> [Document]
+---+
Append TEXT_REPLY_AGENT_ID to DEFAULT_USER_AGENT_SOURCES ([Uuid; 3] → [Uuid; 4]) so new members get a clone at signup, and the seed migration backfills clones for existing members.

Whose agent acts on a shared org number?

Phone numbers are org-scoped; agent clones are member-scoped. The assigned ai_agent_id row carries its own user_id/org_id — that member's session is reconstructed for tool permissions. So "which member acts" is answered explicitly by the assignment. If that owner later leaves the org, build_session_for_member returns Ok(None) → no domain tools → the turn degrades gracefully (it can still escalate).

05Find-or-spawn helper

The reusable seam (shared with #1429's Scheduled trigger): one long-lived thread per (agent, contact), race-safe under concurrent inbound.

// src/mods/ai_agent/services/find_or_spawn_contact_thread_service.rs (new)
pub async fn find_or_spawn_contact_thread(
    db: &DatabaseConnection,
    agent_id: Uuid,
    contact_id: Uuid,
    payload: AiThreadEventPayload,   // event-type parameterized — InboundSms OR Scheduled
) -> Result<Uuid, AppError> {
    let key = format!("contact:{contact_id}");

    // 1. Reuse a non-archived thread for (agent, key) if one exists.
    if let Some(id) = active_thread_for(db, agent_id, &key).await? {
        enqueue_and_maybe_spawn(id, None, payload).await?;
        return Ok(id);
    }

    // 2. Else insert one WITH the correlation_key. The partial unique index
    //    uq_ai_thread_agent_correlation_active guards against a concurrent
    //    insert; on 23505 we re-query the winner's thread.
    let id = match spawn_ai_agent_thread(db, agent_id, Some(key.clone())).await {
        Ok(id) => id,
        Err(AppError::Database(e)) if is_unique_violation(&e) =>
            active_thread_for(db, agent_id, &key).await?
                .ok_or_else(|| AppError::Internal("race lost but no thread".into()))?,
        Err(e) => return Err(e),
    };
    enqueue_and_maybe_spawn(id, None, payload).await?;
    Ok(id)
+---+
> [Required work]
In the text about the text-reply agent, what happens to a turn if the owner of the assigned agent clone later leaves the org?

(Image object location entries)
+---+
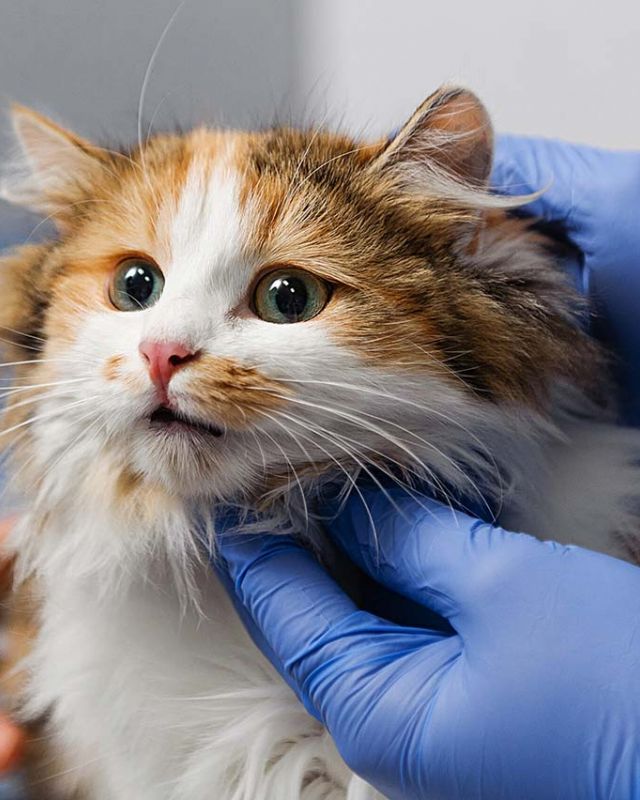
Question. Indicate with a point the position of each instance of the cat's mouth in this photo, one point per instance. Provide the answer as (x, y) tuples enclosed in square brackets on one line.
[(170, 421)]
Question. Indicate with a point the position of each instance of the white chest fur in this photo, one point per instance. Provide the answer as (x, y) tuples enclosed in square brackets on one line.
[(153, 702)]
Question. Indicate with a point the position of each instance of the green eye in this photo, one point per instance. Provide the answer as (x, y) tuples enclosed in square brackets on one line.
[(290, 295), (136, 284)]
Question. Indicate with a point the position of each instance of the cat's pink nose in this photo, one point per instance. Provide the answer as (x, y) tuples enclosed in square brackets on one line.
[(163, 359)]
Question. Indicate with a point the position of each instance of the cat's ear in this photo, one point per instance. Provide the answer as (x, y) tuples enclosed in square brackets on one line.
[(450, 131), (53, 168)]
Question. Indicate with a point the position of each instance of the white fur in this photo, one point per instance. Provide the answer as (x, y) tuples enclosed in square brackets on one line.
[(155, 690)]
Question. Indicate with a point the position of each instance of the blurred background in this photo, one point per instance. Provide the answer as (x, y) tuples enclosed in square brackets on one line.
[(561, 68)]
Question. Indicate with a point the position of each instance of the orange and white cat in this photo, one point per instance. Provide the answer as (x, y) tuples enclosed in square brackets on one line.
[(237, 318)]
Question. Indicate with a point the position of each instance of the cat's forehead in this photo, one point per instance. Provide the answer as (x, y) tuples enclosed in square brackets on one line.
[(211, 199)]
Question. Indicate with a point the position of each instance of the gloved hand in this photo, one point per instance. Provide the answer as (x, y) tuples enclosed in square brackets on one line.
[(535, 697), (594, 195)]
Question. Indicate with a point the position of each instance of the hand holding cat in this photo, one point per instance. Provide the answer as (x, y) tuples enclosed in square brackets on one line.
[(536, 695)]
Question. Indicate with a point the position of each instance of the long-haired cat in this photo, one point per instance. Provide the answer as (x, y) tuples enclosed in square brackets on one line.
[(239, 318)]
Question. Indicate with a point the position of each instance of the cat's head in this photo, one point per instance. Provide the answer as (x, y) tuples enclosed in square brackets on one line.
[(223, 310)]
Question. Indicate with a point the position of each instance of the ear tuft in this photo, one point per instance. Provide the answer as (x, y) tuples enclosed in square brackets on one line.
[(450, 131), (51, 166)]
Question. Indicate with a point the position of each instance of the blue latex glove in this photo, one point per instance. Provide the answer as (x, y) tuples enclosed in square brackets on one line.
[(594, 195), (535, 697)]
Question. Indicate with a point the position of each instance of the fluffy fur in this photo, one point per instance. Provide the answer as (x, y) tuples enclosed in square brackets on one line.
[(449, 357)]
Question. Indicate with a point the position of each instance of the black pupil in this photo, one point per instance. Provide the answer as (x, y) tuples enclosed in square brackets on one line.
[(139, 283), (290, 296)]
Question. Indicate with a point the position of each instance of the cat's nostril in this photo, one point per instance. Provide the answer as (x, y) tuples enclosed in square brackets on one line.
[(163, 358)]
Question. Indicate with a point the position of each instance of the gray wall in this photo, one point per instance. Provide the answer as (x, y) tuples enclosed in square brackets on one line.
[(83, 62), (565, 68)]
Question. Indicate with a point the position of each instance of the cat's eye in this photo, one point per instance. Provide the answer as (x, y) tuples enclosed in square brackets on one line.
[(135, 284), (289, 295)]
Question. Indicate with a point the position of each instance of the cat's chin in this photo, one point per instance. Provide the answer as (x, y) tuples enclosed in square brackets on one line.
[(190, 463)]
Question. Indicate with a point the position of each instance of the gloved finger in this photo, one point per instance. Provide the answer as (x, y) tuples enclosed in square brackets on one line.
[(525, 165), (257, 636), (430, 553), (323, 641)]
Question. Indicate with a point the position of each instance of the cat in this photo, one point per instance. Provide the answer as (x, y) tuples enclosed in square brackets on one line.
[(242, 318)]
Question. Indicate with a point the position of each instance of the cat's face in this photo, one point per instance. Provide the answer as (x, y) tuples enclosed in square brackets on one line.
[(226, 311)]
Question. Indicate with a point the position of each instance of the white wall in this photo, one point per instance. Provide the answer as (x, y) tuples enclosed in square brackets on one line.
[(566, 68)]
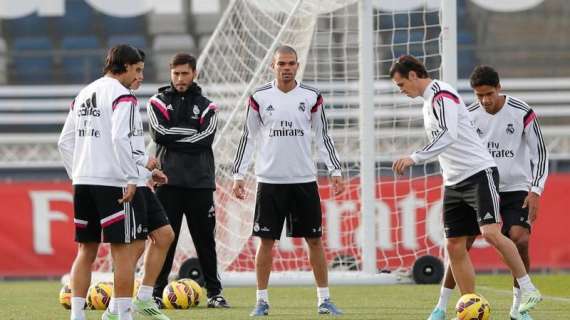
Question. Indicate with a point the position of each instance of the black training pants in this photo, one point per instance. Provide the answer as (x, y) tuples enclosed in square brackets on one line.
[(198, 206)]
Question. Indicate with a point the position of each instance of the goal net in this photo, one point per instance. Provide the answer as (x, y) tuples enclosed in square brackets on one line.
[(325, 34)]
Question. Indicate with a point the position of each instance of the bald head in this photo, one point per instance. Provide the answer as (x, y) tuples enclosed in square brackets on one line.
[(284, 50)]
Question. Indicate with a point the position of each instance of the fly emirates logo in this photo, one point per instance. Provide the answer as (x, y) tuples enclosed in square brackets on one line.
[(286, 129)]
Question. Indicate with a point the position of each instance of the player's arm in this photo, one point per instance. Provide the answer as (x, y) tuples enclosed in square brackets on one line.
[(539, 159), (161, 129), (208, 124), (325, 145), (537, 150), (246, 147), (66, 142), (122, 126), (445, 111)]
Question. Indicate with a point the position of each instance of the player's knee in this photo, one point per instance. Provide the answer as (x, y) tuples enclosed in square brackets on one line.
[(87, 252), (455, 246), (314, 242), (521, 241)]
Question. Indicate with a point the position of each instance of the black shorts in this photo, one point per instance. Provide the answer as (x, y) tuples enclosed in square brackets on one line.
[(471, 203), (512, 212), (97, 212), (299, 204), (156, 215)]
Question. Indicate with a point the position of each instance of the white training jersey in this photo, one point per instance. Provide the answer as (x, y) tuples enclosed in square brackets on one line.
[(452, 135), (282, 125), (514, 139), (96, 141)]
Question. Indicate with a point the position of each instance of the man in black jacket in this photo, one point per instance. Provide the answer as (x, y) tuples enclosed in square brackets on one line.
[(183, 124)]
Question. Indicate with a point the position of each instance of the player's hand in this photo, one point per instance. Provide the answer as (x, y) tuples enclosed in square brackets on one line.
[(337, 185), (400, 165), (159, 177), (239, 189), (152, 163), (532, 202), (129, 193)]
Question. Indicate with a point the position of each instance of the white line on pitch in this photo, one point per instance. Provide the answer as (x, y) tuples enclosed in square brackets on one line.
[(559, 299)]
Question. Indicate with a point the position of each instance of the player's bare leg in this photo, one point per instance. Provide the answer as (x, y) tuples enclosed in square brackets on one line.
[(447, 287), (461, 265), (123, 275), (520, 236), (319, 264), (81, 277), (263, 262), (508, 251)]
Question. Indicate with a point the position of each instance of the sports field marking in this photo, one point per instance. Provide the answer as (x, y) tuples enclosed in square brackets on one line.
[(510, 293)]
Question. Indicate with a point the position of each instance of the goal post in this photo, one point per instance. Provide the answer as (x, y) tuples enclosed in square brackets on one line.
[(382, 224)]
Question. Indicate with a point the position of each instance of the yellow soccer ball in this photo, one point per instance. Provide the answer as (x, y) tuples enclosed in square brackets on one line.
[(177, 295), (99, 295), (198, 292), (65, 296), (473, 307)]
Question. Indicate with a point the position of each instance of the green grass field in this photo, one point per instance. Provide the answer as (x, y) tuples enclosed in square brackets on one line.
[(39, 300)]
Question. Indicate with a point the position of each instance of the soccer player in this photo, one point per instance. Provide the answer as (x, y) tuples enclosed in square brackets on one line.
[(511, 131), (471, 199), (95, 145), (183, 125), (280, 117), (160, 233)]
+---+
> [Expected output]
build_session_for_member returns Ok(None), so there are no domain tools and the turn degrades gracefully, though it can still escalate.